What to work on –
Resume the essay on ideology after its last sentence and write the next part.

Source text –
-- Opening Marker --

Karl Marx–Friedrich Engels, The German Ideology

The real motives impelling him [the actor] remain unknown to him, otherwise it would not be an ideological process at all. Hence he imagines false or apparent motives.12


Friedrich Engels’ Letter to Franz Mehring

Social imagination appears to be suspicious – engagement with it may be easily questioned. The same applies to ideology understood as imagination. One might say that the concept of ideology has gone through many modifications. In principle, one might sketch an outline of ideas from Hegel to Lukács (not always under the name of „ideology”, however) which were heavily attacked by later thinkers. They rejected the insight according to which ideology is a bare misunderstanding, a mystification, distortion, mere illusion, dust in the eyes, and the result of trickery. Thus, ideology does not function as deception in Plato’s cave: there is not a clearly identifiable clique or secret group that would, by manipulation and the mere movements of their hands, deceive the minds of the vulnerable. As it is claimed by this naive model, “the ‘false consciousness’ case commits one to the view that ideology is simply unreal, a fantasy entirely disconnected from social reality”13. However, one might also ask whether “false” is identical to “unreal”, and whether it is not justifiable in many ideological cases to retain the opposition of true and false.

At a decisive time, the exponents of historical materialism and sociology found it suitable to make the concept of ideology free of these alleged misunderstandings. Among other claims, they suggested that ideology does not operate as a true/false binary, that is to say, it does not have a veridical status but it is essentially much more value-neutral. Therefore, it is no coincidence that they speculated that even communist societies would have an ideology. They were discussing ideology only in the sense of social relations mediated by an objective fantasy, or not even in that sense. Thus, they even rejected the concept of commodity fetishism as an idealistic residuum. They sought to emphasize how embedded ideology is in social practice, and to question the repressive hypothesis according to which ideology has simply negative effects: oppression and obstruction, sanction and limitation. Instead, they highlighted the constitutive and productive force of ideology – its positive contribution to sociability – in a functionalist manner. They also battled against idealism by reducing the distance between consciousness and practice, for instance, by emphasizing the contemporary dominance of cynical reason. That “they do know it, but are still doing it” utterly eliminates the motive of false consciousness given that consciousness is not false anymore and does not even differ minimally from practice as a sui generis phenomenon – it is a mere addition.

-- Closing Marker --

Pointing data grounded in images –
-- Opening Marker --

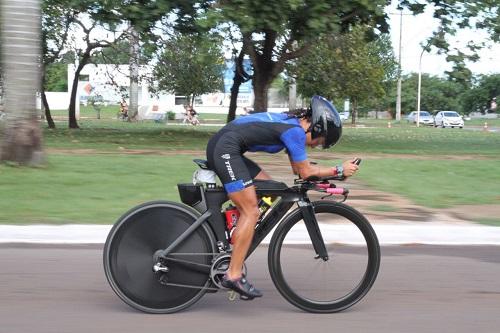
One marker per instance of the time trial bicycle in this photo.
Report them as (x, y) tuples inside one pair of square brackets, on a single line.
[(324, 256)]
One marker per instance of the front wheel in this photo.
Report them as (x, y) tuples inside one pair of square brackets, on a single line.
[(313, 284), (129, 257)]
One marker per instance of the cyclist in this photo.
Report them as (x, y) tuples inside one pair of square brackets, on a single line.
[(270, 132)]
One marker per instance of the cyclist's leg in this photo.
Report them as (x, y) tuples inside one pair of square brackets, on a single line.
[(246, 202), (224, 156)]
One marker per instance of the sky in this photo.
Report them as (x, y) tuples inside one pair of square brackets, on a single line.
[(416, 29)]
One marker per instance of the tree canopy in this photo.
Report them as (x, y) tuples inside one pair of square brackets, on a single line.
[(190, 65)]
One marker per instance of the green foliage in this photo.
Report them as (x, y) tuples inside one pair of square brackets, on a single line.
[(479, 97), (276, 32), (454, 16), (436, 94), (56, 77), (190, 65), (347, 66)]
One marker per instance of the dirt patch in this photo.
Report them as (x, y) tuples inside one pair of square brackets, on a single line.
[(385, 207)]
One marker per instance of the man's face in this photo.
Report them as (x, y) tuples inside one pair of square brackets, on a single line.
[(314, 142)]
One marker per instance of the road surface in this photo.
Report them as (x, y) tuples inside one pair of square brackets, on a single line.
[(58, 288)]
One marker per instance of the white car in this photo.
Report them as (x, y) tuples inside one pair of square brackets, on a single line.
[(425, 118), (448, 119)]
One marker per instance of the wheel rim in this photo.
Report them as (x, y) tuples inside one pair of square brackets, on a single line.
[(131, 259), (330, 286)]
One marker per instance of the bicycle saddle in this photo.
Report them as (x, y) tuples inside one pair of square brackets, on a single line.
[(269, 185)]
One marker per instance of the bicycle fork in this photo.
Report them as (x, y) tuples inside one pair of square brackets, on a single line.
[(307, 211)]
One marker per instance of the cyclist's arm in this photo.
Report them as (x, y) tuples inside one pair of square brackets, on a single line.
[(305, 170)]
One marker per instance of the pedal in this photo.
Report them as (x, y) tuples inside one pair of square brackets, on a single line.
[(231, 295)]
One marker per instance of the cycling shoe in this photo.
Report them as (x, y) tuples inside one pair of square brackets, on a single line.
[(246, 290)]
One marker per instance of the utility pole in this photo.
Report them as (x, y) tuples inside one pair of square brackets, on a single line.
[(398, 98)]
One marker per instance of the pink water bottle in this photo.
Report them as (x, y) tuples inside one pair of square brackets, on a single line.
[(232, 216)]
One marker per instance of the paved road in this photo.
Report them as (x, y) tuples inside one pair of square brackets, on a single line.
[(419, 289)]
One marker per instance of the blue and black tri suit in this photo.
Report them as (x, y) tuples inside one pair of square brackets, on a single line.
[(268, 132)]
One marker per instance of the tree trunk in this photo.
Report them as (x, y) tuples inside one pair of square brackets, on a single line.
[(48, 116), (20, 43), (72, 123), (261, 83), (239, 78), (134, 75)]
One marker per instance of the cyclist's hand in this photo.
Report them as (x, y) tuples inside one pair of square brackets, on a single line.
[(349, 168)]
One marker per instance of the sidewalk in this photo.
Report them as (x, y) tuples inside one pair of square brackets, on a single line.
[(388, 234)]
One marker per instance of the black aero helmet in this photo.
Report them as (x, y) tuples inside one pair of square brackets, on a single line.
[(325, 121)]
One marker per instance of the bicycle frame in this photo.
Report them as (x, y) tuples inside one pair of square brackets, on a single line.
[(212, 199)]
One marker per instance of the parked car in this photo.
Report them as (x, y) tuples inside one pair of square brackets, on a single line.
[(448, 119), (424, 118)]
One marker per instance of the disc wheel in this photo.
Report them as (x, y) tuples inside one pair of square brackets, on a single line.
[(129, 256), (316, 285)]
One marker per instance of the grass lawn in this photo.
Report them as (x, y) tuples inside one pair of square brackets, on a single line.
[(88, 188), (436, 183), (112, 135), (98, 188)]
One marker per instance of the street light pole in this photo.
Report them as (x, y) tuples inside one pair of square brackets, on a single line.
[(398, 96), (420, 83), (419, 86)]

-- Closing Marker --

The answer –
It was a “logical fag end” that certain theoreticians tried to eliminate the concept of ideology in this quite disturbing manner (as demonstrated by Foucault’s discourse or Bourdieu’s doxa, etc.) at the same moment when many self-proclaimed diagnosticians announced the end of ideologies. The binary nature of the false and the true, of consciousness and unconsciousness, of depth and surface finally disappeared, all of them placed on the same plane of immanence. As Fredric Jameson formulates with regard to the cultural logic of post-modernity, “there no longer exists any such ‘deeper logic’ for the surface to manifest and […] the symptom has become its own disease (and vice versa, no doubt)?”14

As they believe in there being only the one surface, imagination has become more and more suspicious because it presupposes a conscious surplus, an essential distance from the surface plan of practice and, what is more, can even imply the true/false binary. The very idea of imagination suggests the danger that, not only do they “not know it, but are doing it”, but possibly even that “they do not know it, but they are thinking of something more”. How can they distance themselves from the earth? Accordingly, imagination is mere epiphenomenal rubbish, a misty, otherworldly reconciliation of otherwise real contradictions. Obviously, this is not the sphere where emancipation and revolution might happen. We do not have to fantasize, we only have to act. We have to stand on the grounds of reality: this is how the philistine finishes his thread.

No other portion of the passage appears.